◆ PROBLEM TO SOLVE: Please duplicate, word for word, every line from the one containing "Expected: one point per instance of the granite" through the last line below, with both ends included.

───── STORED ROWS ─────

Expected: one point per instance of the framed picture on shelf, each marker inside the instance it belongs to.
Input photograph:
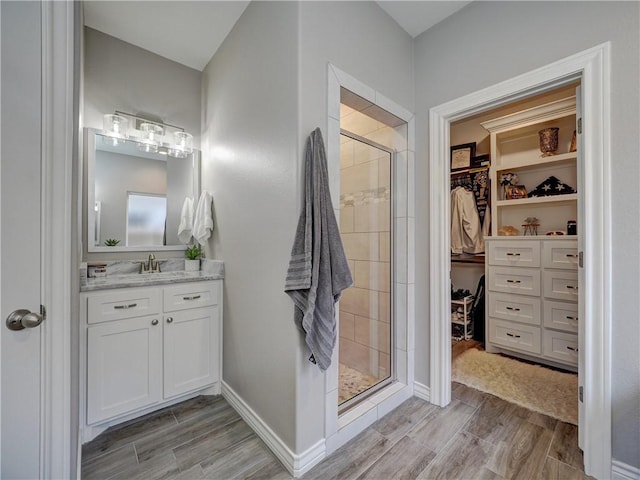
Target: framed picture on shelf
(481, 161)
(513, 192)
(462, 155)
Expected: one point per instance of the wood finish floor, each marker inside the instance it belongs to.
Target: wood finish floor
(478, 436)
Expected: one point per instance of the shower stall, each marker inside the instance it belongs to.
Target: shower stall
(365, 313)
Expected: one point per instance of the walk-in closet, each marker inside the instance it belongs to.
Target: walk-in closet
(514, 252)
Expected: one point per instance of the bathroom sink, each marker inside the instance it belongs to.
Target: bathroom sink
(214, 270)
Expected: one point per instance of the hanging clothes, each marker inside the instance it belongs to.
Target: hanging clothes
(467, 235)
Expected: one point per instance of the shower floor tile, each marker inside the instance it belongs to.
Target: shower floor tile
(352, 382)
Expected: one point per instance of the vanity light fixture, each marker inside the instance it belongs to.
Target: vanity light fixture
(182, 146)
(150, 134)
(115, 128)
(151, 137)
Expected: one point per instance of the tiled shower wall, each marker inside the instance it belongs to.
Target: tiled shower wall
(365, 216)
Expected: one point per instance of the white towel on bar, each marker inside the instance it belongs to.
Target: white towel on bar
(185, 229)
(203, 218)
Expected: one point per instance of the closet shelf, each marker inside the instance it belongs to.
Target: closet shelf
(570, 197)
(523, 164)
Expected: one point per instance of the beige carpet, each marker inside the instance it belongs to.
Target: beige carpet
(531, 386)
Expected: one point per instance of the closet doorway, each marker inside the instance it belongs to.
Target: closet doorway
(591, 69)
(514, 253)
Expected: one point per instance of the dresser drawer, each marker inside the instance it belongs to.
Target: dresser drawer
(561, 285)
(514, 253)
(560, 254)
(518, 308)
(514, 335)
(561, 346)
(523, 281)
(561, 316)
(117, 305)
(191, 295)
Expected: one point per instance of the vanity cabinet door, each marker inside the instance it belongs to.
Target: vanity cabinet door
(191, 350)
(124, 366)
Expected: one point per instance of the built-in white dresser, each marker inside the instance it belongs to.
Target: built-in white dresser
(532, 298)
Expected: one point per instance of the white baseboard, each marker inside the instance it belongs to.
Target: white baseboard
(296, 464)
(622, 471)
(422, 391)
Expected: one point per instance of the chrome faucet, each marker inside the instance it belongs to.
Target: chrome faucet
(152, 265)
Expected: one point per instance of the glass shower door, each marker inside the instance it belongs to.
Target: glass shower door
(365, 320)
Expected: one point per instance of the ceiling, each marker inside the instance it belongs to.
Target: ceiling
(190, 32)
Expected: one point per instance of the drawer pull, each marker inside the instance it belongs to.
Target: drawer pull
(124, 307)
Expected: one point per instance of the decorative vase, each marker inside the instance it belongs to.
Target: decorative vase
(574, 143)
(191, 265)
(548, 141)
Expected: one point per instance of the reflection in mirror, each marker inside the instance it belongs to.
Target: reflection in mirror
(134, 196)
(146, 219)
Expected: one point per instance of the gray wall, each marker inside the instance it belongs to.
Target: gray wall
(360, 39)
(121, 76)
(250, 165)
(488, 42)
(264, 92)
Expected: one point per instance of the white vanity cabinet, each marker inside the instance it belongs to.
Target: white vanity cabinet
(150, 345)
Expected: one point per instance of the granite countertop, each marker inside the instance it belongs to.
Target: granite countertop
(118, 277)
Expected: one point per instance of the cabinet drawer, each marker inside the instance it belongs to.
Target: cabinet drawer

─────

◆ ANSWER FOR THE TASK:
Expected: one point per instance of the granite countertop, each marker inside the instance it belongs to.
Target: granite countertop
(118, 277)
Expected: one point per instance of the cabinet drawer, each marker inside the instance it belongs to.
Target: cabinet drawer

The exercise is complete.